> **To do**
Could you continue the news report below about Antony Blinken's visit during the Gaza war, starting right after its last sentence?

> **Passage shown**
────────

The Australian / AFP | Adel Zaanoun – Joseph Boyle | 9 January 2024
Top US diplomat Antony Blinken was due in Israel on Monday night for difficult talks on the war in Gaza as fears grow that the conflict could engulf the wider region.
Speaking in Qatar overnight on Sunday, Mr Blinken said Palestinians displaced by the three-month-old war must be allowed to “return home”, while warning the violence could “easily metastasise” into a regional conflict.
Since the start of the Israel-Hamas war, violence has escalated in the disputed West Bank and on Israel’s northern border with Lebanon, while Yemen’s Houthi rebels have launched more than 100 drone and missile strikes toward targets in the Red Sea and Israel.
On his fourth tour of the region since the war began, the US Secretary of State was scheduled to visit the United Arab Emirates and Saudi Arabia on Monday before arriving in Israel, where he will hold talks with Israeli leaders on Tuesday.
“This is a moment of profound tension in the region. This is a conflict that could easily metastasise, causing even more insecurity and even more suffering,” Mr Blinken told a news conference in Doha alongside Qatar’s Prime Minister, Sheik Mohammed bin Abdulrahman al-Thani.
The war started when Hamas, designated a terrorist organisation by the US and Australia, on October 7 launched an unprecedented attack on Israel that resulted in about 1140 deaths, most of them civilians. The militants also took around 250 hostages, 132 of whom remain in captivity, according to Israel. At least 24 are believed to have been killed.
In response, Israel has carried out a relentless bombardment and ground invasion that have killed at least 22,835 people in Gaza, most of them women and children, according to the health ministry in the Hamas-run territory.
Mr Blinken warned it was “imperative” Israel put a “premium on protecting civilians”, ensuring operations were “designed around protecting civilians … and around getting humanitarian assistance where people need it”.
Amid the deepening humanitarian crisis and mass displacement in Gaza, Mr Blinken said civilians “must be able to return home as soon as conditions allow”.
“They cannot, they must not be pressed to leave Gaza,” he said, after two Israeli minsters suggested Palestinians should be encouraged to emigrate.
In the West Bank deadly violence has surged in recent months to levels unseen in nearly two decades.
An Israeli strike on Sunday killed seven Palestinians in the northern city of Jenin, the Ramallah-based Palestinian health ministry said, also reporting an eighth fatality by Israeli fire in a separate incident.
An Israeli border police officer was killed when a roadside bomb hit her vehicle during a raid on Jenin, and an Israeli civilian was killed in a separate shooting near Ramallah, Israeli officials said.

────────

Region pointing data:
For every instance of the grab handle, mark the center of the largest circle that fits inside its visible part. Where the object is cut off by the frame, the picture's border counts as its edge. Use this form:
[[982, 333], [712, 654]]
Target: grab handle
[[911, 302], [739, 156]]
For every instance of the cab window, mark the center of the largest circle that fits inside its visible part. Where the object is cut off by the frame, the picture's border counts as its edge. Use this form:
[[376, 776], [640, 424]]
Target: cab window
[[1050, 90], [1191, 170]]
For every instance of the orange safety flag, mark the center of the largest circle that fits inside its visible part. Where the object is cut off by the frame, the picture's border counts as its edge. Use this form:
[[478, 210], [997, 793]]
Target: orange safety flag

────────

> **Answer space**
Later, Israeli police said officers responding to a car-ramming attack at a West Bank checkpoint shot a Palestinian girl, with medics confirming the three-year-old child’s death.
Violence persisted along Israel’s northern border, with Hezbollah saying on Saturday it had fired 62 rockets at an Israeli military base, days after it blamed Israel for a strike in Beirut that killed Hamas’s deputy leader, Saleh al-Arouri. The Israeli military said it had struck Hezbollah “military sites” in response, while army spokesman Rear Admiral Daniel Hagari warned the Hamas ally against “dragging Lebanon into an unnecessary war”.
Mr Blinken arrived in Qatar following stops in Jordan, Turkey and Greece. He went on to Abu Dhabi late on Sunday, and on Monday was due to travel to Saudi Arabia where he was due to meet Crown Prince Mohammed bin Salman in the Saudi desert city of al-Ula, said a US official on condition of anonymity.
Qatar, a wealthy Gulf emirate that hosts the largest US military base in the Middle East, also hosts Hamas’s political office and is the main residence of the Islamists’ self-exiled leader, Ismail Haniyeh.
The Qatari premier said talks with Hamas on a fresh truce in Gaza were “ongoing” with US backing.
Doha mediated a one-week break in fighting in November that led to the release of scores of Israeli and foreign hostages, as well as aid being allowed to enter the besieged Gaza Strip.
However, Sheik Mohammed said the strike in Lebanon last week that killed Arouri had affected “the complicated process”.
“Yet we are not giving up. We are moving forward,” he said.
At Lebanon’s main airport in Beirut, hackers used the departures and arrivals screens to display an anti-Hezbollah message. “Hassan Nasrallah, no one will support you if you drag the country into war,” said the message, addressing Hezbollah’s leader.